◆ **YOUR INSTRUCTIONS**
Having found the line containing "outline --target=green grass" in the data below, reproduce that line and each one after it to the end, exactly, and include nothing else.

◆ **MATERIAL SUPPLIED**
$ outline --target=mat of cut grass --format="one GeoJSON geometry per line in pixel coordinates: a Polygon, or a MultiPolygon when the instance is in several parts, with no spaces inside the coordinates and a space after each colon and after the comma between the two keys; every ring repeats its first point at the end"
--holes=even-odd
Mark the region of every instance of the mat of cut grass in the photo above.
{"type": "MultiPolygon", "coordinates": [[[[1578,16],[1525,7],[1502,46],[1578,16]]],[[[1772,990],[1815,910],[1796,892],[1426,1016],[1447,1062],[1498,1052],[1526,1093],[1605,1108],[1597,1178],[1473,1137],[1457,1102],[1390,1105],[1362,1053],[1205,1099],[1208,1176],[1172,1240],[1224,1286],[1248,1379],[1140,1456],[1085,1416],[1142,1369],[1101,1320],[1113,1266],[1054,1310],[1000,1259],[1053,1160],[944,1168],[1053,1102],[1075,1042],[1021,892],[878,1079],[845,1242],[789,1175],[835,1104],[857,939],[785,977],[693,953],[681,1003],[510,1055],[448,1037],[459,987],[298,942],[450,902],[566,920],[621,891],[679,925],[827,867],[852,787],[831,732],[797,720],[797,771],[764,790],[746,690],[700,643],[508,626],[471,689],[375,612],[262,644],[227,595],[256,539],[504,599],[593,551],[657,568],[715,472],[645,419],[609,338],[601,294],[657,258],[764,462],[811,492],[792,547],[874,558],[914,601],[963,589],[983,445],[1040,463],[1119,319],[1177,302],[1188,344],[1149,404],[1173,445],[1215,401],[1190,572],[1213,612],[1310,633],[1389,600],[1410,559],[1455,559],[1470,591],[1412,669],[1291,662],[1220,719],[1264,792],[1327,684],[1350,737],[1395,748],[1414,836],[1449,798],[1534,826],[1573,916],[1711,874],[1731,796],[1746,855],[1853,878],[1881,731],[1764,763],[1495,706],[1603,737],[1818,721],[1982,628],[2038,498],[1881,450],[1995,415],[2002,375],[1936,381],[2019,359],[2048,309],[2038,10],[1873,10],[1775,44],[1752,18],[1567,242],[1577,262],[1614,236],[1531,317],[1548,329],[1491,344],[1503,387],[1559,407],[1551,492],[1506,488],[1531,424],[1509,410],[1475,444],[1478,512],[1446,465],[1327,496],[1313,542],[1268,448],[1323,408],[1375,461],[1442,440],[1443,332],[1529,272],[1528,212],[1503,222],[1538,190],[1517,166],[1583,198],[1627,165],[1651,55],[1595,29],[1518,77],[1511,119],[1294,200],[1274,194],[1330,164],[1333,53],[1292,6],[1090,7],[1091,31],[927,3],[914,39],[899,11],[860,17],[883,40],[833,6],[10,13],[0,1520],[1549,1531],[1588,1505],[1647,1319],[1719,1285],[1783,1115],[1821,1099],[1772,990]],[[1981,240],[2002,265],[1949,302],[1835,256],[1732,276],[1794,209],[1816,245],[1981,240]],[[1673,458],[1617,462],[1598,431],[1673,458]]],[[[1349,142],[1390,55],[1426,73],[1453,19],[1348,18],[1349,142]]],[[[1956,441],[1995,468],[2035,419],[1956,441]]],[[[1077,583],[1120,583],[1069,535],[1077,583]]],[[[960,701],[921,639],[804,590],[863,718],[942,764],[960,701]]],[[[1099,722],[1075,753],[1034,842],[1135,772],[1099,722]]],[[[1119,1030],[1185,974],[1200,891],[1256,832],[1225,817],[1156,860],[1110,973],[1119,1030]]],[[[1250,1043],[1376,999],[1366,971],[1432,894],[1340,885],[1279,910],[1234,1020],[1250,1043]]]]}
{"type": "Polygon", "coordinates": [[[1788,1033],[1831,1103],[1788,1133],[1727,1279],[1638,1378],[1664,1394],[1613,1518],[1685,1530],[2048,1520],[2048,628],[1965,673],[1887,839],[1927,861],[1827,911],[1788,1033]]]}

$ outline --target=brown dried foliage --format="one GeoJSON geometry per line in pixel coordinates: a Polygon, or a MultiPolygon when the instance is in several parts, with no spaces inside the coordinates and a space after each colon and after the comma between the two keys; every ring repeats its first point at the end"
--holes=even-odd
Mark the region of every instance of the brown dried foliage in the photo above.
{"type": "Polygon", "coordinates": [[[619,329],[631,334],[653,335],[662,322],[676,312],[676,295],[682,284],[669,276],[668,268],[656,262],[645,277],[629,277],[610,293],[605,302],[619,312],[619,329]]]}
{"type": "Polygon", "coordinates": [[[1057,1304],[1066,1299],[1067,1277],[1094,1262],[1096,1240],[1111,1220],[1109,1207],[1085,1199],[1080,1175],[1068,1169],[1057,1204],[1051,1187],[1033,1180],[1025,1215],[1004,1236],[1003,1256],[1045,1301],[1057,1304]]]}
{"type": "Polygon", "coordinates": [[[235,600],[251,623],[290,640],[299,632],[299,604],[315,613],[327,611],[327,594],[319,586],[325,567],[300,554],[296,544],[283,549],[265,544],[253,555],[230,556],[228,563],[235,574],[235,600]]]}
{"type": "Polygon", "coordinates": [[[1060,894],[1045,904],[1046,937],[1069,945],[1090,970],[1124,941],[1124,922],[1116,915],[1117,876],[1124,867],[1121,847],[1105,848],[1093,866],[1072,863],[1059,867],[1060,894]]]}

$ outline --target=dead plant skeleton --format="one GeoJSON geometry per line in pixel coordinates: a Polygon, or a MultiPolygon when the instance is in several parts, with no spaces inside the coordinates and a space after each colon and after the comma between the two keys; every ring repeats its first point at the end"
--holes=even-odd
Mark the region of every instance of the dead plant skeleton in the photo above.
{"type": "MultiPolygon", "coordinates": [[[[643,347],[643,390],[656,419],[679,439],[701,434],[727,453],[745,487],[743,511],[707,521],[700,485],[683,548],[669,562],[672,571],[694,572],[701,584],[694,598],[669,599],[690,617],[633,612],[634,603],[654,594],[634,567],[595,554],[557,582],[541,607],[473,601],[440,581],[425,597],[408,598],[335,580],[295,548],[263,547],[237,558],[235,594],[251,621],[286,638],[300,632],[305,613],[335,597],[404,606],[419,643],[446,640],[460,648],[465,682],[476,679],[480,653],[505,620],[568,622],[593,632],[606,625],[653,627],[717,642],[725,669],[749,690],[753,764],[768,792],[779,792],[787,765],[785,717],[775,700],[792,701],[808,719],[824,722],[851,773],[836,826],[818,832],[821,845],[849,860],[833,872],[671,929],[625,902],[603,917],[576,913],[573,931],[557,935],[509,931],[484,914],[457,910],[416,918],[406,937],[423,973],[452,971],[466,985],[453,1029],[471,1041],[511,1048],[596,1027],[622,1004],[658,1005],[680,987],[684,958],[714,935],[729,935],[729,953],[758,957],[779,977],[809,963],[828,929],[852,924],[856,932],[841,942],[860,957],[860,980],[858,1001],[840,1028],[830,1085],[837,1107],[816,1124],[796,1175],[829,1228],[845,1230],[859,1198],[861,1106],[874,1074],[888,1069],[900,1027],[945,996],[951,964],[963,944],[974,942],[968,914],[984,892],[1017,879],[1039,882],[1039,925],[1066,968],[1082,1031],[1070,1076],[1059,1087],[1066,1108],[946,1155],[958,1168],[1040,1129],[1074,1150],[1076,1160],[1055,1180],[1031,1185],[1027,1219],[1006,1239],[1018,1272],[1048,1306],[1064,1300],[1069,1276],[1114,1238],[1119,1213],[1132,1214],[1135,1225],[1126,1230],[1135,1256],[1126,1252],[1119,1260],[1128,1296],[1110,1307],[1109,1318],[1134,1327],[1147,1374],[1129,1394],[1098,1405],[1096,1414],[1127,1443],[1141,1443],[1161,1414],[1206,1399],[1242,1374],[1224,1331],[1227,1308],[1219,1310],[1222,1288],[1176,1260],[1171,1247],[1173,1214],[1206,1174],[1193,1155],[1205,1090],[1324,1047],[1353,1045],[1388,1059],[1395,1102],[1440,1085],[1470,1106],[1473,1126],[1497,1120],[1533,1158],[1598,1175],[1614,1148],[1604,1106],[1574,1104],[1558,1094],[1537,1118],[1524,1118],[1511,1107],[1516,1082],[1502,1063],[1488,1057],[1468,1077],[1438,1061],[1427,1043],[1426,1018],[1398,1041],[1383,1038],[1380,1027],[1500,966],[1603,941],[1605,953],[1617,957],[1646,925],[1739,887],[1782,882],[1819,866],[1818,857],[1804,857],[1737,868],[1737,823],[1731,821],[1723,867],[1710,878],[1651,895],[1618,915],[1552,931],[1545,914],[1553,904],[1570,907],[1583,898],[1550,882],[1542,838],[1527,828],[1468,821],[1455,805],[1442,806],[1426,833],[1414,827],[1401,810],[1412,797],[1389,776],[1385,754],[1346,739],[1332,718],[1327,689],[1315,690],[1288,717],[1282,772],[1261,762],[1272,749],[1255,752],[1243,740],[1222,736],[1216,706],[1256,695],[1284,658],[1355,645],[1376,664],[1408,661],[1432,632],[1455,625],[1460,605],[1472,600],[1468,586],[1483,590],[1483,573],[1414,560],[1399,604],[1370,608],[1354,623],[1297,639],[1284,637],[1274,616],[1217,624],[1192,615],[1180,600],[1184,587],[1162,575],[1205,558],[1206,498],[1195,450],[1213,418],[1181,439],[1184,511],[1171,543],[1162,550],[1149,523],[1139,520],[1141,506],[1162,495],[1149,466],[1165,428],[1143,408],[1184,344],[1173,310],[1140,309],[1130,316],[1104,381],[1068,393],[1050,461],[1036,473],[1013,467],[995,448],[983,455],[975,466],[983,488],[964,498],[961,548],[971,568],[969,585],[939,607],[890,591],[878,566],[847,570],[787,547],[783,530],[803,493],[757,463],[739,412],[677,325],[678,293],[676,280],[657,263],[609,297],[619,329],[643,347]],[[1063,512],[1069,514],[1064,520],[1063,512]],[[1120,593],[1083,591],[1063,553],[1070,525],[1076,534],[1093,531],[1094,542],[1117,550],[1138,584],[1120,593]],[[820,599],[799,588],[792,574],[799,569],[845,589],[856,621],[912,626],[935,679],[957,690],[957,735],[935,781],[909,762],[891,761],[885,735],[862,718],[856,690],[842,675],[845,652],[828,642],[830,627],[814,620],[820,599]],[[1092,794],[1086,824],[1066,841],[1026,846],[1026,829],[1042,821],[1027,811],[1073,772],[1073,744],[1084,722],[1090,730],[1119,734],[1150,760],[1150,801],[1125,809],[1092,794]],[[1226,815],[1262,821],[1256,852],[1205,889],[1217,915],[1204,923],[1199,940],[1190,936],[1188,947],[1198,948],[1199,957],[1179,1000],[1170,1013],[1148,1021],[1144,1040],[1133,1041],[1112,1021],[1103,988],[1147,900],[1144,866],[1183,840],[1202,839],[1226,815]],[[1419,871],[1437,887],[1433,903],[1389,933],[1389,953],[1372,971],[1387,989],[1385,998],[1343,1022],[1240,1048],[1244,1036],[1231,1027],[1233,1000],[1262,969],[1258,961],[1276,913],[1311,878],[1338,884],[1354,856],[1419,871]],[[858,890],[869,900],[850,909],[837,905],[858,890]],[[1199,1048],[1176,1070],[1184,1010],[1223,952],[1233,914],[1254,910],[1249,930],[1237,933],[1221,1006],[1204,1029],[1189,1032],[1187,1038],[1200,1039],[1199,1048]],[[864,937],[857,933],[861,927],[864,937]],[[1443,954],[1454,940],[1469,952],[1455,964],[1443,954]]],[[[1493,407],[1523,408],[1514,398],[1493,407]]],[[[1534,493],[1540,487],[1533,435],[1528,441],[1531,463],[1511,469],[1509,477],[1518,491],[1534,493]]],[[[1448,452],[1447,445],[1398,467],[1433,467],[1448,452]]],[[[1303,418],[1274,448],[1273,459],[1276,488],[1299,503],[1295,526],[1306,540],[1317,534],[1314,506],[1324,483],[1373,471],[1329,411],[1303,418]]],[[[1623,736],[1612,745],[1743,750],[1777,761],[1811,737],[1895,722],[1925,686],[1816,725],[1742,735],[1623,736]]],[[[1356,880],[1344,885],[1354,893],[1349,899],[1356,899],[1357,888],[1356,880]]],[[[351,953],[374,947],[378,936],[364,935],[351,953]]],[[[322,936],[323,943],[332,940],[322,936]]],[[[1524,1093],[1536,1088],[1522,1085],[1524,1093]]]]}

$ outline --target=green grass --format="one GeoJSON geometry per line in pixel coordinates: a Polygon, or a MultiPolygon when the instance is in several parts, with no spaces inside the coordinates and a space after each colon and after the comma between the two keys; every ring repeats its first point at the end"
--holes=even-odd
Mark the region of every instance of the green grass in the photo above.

◆ **RESPONSE AREA**
$ outline --target=green grass --format="one GeoJSON geometry per line in pixel coordinates: a Polygon, or a MultiPolygon when the instance is in several parts, with no spaces inside the coordinates and a space after each colon and after the comma between the two keys; every ring repeats its first point at the end"
--holes=even-odd
Mark the region of every instance of the green grass in the photo above.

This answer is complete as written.